Given instruction: Exactly repeat the line that contains "this sample: (122,125).", then every line after it up to and including the final line.

Supplied information:
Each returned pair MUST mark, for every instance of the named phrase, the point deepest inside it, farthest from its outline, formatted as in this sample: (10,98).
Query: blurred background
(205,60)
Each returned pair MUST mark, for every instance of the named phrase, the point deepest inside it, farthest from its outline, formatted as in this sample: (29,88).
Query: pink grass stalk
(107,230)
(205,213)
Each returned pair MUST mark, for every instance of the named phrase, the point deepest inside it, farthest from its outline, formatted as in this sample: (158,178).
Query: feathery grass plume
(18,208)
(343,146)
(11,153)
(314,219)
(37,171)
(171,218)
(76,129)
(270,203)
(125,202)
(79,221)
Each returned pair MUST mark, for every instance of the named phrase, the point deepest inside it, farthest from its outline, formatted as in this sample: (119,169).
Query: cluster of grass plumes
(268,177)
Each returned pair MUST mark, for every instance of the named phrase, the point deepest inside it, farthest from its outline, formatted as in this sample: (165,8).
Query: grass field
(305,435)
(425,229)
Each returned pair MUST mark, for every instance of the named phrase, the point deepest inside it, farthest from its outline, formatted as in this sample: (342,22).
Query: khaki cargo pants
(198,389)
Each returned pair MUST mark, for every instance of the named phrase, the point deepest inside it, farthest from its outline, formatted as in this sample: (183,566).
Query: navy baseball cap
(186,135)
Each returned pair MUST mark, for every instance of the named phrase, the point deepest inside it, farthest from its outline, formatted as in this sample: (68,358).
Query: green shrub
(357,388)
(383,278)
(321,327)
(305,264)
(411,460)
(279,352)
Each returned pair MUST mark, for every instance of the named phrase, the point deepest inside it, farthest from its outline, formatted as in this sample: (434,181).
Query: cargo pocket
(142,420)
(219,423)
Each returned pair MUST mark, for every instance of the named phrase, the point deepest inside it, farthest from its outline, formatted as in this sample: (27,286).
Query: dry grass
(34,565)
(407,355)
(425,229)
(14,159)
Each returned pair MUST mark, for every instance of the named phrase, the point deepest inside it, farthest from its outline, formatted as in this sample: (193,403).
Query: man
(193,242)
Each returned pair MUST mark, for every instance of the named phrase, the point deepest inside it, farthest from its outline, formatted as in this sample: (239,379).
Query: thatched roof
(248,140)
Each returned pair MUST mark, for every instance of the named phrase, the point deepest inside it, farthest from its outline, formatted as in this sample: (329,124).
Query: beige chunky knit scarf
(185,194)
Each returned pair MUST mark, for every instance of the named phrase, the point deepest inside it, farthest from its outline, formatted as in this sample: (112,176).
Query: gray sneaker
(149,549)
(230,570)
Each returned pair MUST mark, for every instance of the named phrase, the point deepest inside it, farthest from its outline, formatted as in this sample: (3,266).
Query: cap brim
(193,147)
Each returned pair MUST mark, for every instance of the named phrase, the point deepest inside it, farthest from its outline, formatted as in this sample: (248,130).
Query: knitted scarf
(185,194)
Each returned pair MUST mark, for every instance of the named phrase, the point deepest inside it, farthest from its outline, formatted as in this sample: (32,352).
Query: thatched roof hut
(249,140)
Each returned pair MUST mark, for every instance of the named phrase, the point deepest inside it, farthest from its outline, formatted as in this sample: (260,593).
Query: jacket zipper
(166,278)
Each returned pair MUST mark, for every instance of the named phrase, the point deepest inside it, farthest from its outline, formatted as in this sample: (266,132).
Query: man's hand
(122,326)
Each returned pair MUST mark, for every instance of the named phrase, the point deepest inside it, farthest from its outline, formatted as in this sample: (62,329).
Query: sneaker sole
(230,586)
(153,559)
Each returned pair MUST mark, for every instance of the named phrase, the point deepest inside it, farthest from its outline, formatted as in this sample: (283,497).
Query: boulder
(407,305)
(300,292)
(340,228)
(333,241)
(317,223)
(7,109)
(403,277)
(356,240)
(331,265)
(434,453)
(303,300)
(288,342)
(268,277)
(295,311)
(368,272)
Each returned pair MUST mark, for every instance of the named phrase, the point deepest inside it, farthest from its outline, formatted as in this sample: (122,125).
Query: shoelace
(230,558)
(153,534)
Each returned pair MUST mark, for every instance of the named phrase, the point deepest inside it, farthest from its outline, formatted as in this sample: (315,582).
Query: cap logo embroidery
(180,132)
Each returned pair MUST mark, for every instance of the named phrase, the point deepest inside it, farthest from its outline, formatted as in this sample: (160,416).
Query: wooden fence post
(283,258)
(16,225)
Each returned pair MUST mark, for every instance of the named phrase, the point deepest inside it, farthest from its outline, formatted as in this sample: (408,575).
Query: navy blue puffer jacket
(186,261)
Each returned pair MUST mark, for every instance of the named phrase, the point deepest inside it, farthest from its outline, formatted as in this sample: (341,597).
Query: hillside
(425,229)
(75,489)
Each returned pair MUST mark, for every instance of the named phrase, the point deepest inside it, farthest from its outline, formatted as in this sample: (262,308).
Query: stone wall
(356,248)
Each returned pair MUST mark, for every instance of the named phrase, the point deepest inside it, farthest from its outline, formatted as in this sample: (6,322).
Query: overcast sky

Result of this task:
Each returned pair MUST mark, for every instance of the named phrase, the point deepest inside it, farthest from its outline, formatted as in this sample: (122,125).
Query: shoelace
(230,558)
(153,534)
Each returned pair MUST mark, for every instance of the named phrase, the point deepest inside it, farthest from its outline, formatted as in this sample: (315,582).
Query: cap logo embroidery
(180,132)
Each returned pair MUST mark, for every instance of the named phrase, the point deepest inside it, farthest from its outline, formatted as in this sample: (160,416).
Query: wooden fence post
(283,258)
(16,225)
Each returned pair MUST mark, for every instance of the named phrase, the point deepest inside it, farthest from its outline, formatted as in this sample: (408,575).
Query: navy blue puffer jacket
(186,261)
Each returned pair MUST mark, for every instance of the named phrase, the point deepest inside it, farthest from its outline, formatted as in this sample: (341,597).
Query: hillside
(425,229)
(75,489)
Each returned pair MUST mark, for every instance of the named phrase, the point deepest inside it, farthest from its outline, formatted as in this sample: (262,308).
Query: stone wall
(356,248)
Each returned pair MUST mark, for every instance of the named phrase, the point deepest inside it, farthest from its outline, formatted as in this sample: (6,322).
Query: overcast sky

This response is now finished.